Von ferne hörte
ich dieses eigenartig wässrige Vogelgezwitscher schon auf dem
Marktplatz... und lief darauf zu.
Ein Mann saß da zwischen etwa 50 von ihm
getöpferten Gefäßen, die einander im Bau glichen. Nur die Glasur war
verschieden. Er hatte einen Topf mit Wasser neben sich.
Ich durfte ein Tongefäß nach seiner
Anweisung etwa zu zwei Dritteln mit Wasser füllen - und siehe da: Der
Ton der ertrunkenen Nachtigall flog mir zu.
Mit dem Gerät Vogelstimmen zu imitieren
ist viel leichter als mit den berüchtigten Holzmundstückchen, die auf
Märkten oft von souverän pfeifenden Verkäufern feilgeboten werden -
und zuhause schafft man dieses Pfeifen nicht, und das Mundstück landet
tot in der Schublade.
Zwei der Tonpfeifen kaufte ich.
Dergleichen habe ich nie mehr angetroffen. Ich weiß nicht, welch
kleiner aber wirksamer Trick im Gefäßinneren die Nachtigall so
herzzerreißend aus dem Wasser singen lässt.

*Arbeitsauftrag 1:* Bearbeite im Text über die tönerne Vogelpfeife den Abschnitt, der mit den Worten „Ich durfte ein“ beginnt und mit „Wasser singen lässt.“ endet, und gib ihn wieder, wobei du „Nachtigall“ durch „Lerche“ ersetzt.
*Arbeitsauftrag 2:* Greife den Text über die tönerne Vogelpfeife auf und setze ihn nach seinem letzten Satz fort.
Die Zeilen spielen hierfür keine Rolle.

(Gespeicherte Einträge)
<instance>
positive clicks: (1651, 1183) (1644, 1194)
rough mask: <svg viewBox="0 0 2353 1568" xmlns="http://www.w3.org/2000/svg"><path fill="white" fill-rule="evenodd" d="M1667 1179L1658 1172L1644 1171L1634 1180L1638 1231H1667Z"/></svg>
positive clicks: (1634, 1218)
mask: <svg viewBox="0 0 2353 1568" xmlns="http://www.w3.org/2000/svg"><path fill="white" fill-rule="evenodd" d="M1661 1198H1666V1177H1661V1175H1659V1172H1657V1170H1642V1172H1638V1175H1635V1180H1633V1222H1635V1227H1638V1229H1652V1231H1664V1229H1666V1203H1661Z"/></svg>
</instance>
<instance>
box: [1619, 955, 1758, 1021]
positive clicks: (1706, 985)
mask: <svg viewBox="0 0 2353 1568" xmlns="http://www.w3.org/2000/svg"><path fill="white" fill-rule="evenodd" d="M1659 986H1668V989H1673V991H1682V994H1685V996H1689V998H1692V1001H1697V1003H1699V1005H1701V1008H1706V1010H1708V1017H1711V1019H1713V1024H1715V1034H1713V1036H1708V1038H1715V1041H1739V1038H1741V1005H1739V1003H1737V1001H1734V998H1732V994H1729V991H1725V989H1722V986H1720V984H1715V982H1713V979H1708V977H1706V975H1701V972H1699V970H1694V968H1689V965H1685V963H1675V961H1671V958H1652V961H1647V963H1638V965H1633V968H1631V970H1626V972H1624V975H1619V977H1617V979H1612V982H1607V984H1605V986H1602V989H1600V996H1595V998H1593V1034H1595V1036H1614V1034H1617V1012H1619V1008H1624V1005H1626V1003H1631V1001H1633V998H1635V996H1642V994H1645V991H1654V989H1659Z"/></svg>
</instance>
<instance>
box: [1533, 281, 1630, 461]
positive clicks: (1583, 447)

*Aufgabenergebnis 1:*
Ich durfte ein Tongefäß nach seiner
Anweisung etwa zu zwei Dritteln mit Wasser füllen - und siehe da: Der
Ton der ertrunkenen Lerche flog mir zu.
Mit dem Gerät Vogelstimmen zu imitieren
ist viel leichter als mit den berüchtigten Holzmundstückchen, die auf
Märkten oft von souverän pfeifenden Verkäufern feilgeboten werden -
und zuhause schafft man dieses Pfeifen nicht, und das Mundstück landet
tot in der Schublade.
Zwei der Tonpfeifen kaufte ich.
Dergleichen habe ich nie mehr angetroffen. Ich weiß nicht, welch
kleiner aber wirksamer Trick im Gefäßinneren die Lerche so
herzzerreißend aus dem Wasser singen lässt.

*Aufgabenergebnis 2:*
Ein geniales Teil mit dieser traurigen
Geschichte im Gefolge: Wenn ein Kunde das Tierchen hören will, nehme
ich die wasserlose Pfeife und sage zu ihm: "Moment, ich muss die
Nachtigall erst ertränken". Vor seinen Augen gieße ich die
passende Wassermenge ein, warte einen Moment und pfeife dann.
Manchmal habe ich Kundinnen, die beim
"Ertränken" echt betroffen weggucken. Und schiebe bei Bedarf
eine Inhaltsangabe nach von Oskar Wildes "Die Nachtigall und die
Rose".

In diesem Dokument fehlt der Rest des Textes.